• Aim of the task
In the records below, copy out the stretch from the line that contains "where the eroded" through the line that contains "top-left (118, 101), bottom-right (150, 112)", both of those lines included, with nothing changed.
======
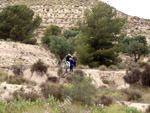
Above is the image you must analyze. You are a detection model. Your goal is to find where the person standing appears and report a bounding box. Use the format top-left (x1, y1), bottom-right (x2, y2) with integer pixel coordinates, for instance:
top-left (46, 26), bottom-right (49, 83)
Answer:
top-left (69, 58), bottom-right (74, 72)
top-left (73, 55), bottom-right (77, 67)
top-left (66, 61), bottom-right (70, 73)
top-left (66, 54), bottom-right (71, 61)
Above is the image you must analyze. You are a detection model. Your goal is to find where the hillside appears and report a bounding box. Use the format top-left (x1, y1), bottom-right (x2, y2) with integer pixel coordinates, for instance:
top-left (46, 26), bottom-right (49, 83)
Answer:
top-left (0, 41), bottom-right (57, 67)
top-left (0, 0), bottom-right (150, 43)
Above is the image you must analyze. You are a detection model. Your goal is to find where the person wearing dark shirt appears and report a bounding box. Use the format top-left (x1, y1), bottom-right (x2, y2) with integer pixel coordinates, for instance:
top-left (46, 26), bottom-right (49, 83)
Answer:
top-left (73, 56), bottom-right (77, 67)
top-left (69, 58), bottom-right (74, 72)
top-left (66, 54), bottom-right (71, 61)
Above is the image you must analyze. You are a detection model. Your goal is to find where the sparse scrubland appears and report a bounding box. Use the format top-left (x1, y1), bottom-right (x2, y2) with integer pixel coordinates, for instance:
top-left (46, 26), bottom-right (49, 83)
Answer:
top-left (0, 2), bottom-right (150, 113)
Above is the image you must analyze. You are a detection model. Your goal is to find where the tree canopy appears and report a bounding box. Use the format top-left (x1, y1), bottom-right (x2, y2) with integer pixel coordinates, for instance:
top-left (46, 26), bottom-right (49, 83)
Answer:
top-left (76, 1), bottom-right (125, 67)
top-left (0, 5), bottom-right (41, 43)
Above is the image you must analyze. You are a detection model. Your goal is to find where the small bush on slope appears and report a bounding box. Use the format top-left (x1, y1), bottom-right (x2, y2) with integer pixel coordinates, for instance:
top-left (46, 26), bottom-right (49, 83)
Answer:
top-left (13, 90), bottom-right (40, 102)
top-left (124, 69), bottom-right (141, 84)
top-left (63, 76), bottom-right (97, 104)
top-left (41, 83), bottom-right (63, 100)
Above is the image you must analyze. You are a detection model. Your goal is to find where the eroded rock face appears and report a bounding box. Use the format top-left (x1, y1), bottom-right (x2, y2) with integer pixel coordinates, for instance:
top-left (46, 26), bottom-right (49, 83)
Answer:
top-left (0, 0), bottom-right (150, 43)
top-left (0, 82), bottom-right (41, 101)
top-left (0, 41), bottom-right (57, 67)
top-left (118, 101), bottom-right (150, 112)
top-left (83, 69), bottom-right (129, 89)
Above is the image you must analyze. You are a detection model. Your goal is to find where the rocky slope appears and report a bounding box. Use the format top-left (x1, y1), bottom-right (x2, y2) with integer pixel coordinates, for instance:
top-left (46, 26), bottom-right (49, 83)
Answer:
top-left (0, 41), bottom-right (57, 67)
top-left (0, 0), bottom-right (150, 43)
top-left (0, 0), bottom-right (150, 43)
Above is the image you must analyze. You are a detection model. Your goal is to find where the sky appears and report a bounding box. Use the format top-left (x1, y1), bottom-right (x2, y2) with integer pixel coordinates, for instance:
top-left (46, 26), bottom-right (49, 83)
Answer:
======
• Result
Above is the image you must analyze. You are a detection model. Your goal is to find where the eroded rock face appears and report a bounding box. Use the format top-left (x1, y1), bottom-right (x2, y2) with integer pixel coordinates, for instance:
top-left (46, 26), bottom-right (49, 83)
Answer:
top-left (0, 0), bottom-right (150, 43)
top-left (0, 82), bottom-right (41, 101)
top-left (0, 41), bottom-right (57, 67)
top-left (118, 101), bottom-right (150, 112)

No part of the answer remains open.